DOCUMENT PASSAGE:

--------------------------------

The US-China standoff over surveillance and hacking has diverted attention from the steady penetration of Chinese investments in the American real estate industry. Chinese sovereign wealth funds like the China Investment Corporation (CIC) have become one of the largest investors in American property market in recent years. At the same time, state-owned Chinese banks like the Bank of China are lending aggressively for real estate investments in the US market. The Bank of China is now the largest foreign lender in commercial property in the US.

The deluge of Chinese capital into American real estate marks a new route of Chinese acquisition of US assets. Till recently, the Chinese investments in the US were largely focused on the US government debt market. The Chinese have been one of the largest buyers of US Treasury bills. However, these bills have traditionally been low-yielding assets. As a result, Chinese investors are keen on diversifying portfolios by acquiring real estate assets.

China is not the only Asian country plunging deep into the US property market. Singapore and South Korean investors have shown equal, if not more enthusiasm, in acquiring American property. All these investments have been encouraged by the low property prices in the American market and the prospects of American real estate continuing to remain one of the most valuable global assets in long-term yields. The recent rebound in the US housing market reflecting a more than 10 per cent increase in home prices in major cities during April 2012-April 2013 would have convinced the Asian investors about the prospects of high returns even in the near term.

But is the trend likely to continue?

China’s deep forays into the US property market have happened at a time when there have been concerns over the availability of credit in the domestic market. Interbank lending rates in China have risen sharply in recent months creating concerns over whether some major banks are facing cash shortfalls. The prospect of a credit squeeze is a rather unusual phenomenon for the Chinese economy, which has remained flush with liquidity since the monetary expansion effected after the global financial crisis in 2008. It is therefore hardly surprising that the Chinese stock market experienced some turbulence as investors assessed the implications of an impending credit crunch. The People’s Bank of China’s assurances helped in restoring stability in the stock market. However, some doubts remain over whether the aggressive lending policies followed by the Chinese banks are inducing cash shortfalls. One of the areas where the aggression of the banks is most visible, and where a potential credit squeeze might affect investments, is real estate, particularly in overseas markets like the US.

--------------------------------

TO DO:
**1)** In the passage on Chinese real estate investment in the US, copy word for word the part that begins with the words containing "The US-China standoff" and ends with "property in the US.".
**2)** According to the passage on Chinese real estate investment in the US, which bank is now the largest foreign lender in commercial property in the US?
**3)** Continue the passage on Chinese real estate investment in the US from its last sentence.

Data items

--------------------------------

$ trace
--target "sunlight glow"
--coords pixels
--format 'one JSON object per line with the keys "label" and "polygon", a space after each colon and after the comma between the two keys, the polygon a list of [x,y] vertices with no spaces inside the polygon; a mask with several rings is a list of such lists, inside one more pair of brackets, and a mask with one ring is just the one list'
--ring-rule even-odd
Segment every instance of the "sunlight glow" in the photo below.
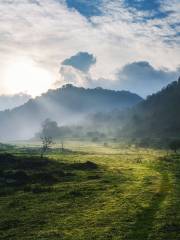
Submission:
{"label": "sunlight glow", "polygon": [[27,93],[33,97],[47,91],[53,76],[29,58],[16,58],[6,69],[5,87],[10,94]]}

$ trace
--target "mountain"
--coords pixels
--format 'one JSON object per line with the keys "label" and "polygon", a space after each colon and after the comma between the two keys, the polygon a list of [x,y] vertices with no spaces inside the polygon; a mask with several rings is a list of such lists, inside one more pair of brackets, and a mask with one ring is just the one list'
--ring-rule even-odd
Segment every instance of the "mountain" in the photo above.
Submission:
{"label": "mountain", "polygon": [[180,78],[131,111],[123,134],[133,137],[180,137]]}
{"label": "mountain", "polygon": [[18,107],[27,102],[31,96],[20,93],[15,95],[0,95],[0,111]]}
{"label": "mountain", "polygon": [[4,140],[30,138],[46,118],[60,125],[75,124],[88,114],[122,110],[140,101],[141,97],[128,91],[85,89],[68,84],[30,99],[20,107],[0,112],[0,137]]}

--------------------------------

RESULTS FOR EACH TASK:
**1)**
The US-China standoff over surveillance and hacking has diverted attention from the steady penetration of Chinese investments in the American real estate industry. Chinese sovereign wealth funds like the China Investment Corporation (CIC) have become one of the largest investors in American property market in recent years. At the same time, state-owned Chinese banks like the Bank of China are lending aggressively for real estate investments in the US market. The Bank of China is now the largest foreign lender in commercial property in the US.

**2)** The Bank of China.

**3)**
Some analysts following China’s property hunts in the US are quick to refer to the similar aggression displayed by Japanese banks, investment funds and corporates in the 1980s. The collapse of the US property market had created serious financial difficulties for the Japanese banking system. While China would surely not overlook history in this respect, it would, simultaneously, find it difficult to overlook the pulls and pressures exerted by the complexities of its domestic financial system.

Investment in real estate has traditionally been the main option for Chinese banks for earning profits. The surpluses yielded by the domestic real estate sector are likely to reduce as a Chinese government worried over the implications of an overheated property market attempts to manage the ‘bubble’ by reigning in property prices. Banks have to therefore look for alternatives. Funding overseas property investments in markets like the US and Australia have emerged as profitable alternatives.

But aren’t the Chinese banks and sovereign wealth funds worried over property investments becoming ‘bad debts’? Even if the Asian financial crisis might have faded over time, memories of the global financial crisis of 2008 are still fresh and continue to underline the problems of banks taking large exposures in real estate markets.

Well even if the Chinese banks are aware of the pitfalls, they hardly have other choices for reaping surpluses given the otherwise controlled interest rate regime they have to abide with. A freer interest rate policy could have allowed banks to diversify their lending portfolios and price the risks in different lending ventures according to their market prospects. The current controls do not allow the room for maneuver forcing the banks to rely heavily on real estate.

China has viewed the acquisition of financial assets in the US as the means for not only utilizing its large foreign exchange reserves and ample liquidity, but also as a source of securing strategic influence. Real estate is the latest avenue that it is eyeing in this regard. Time will reveal whether the move has been rational or counter-productive.

This article first appeared in the Financial Express.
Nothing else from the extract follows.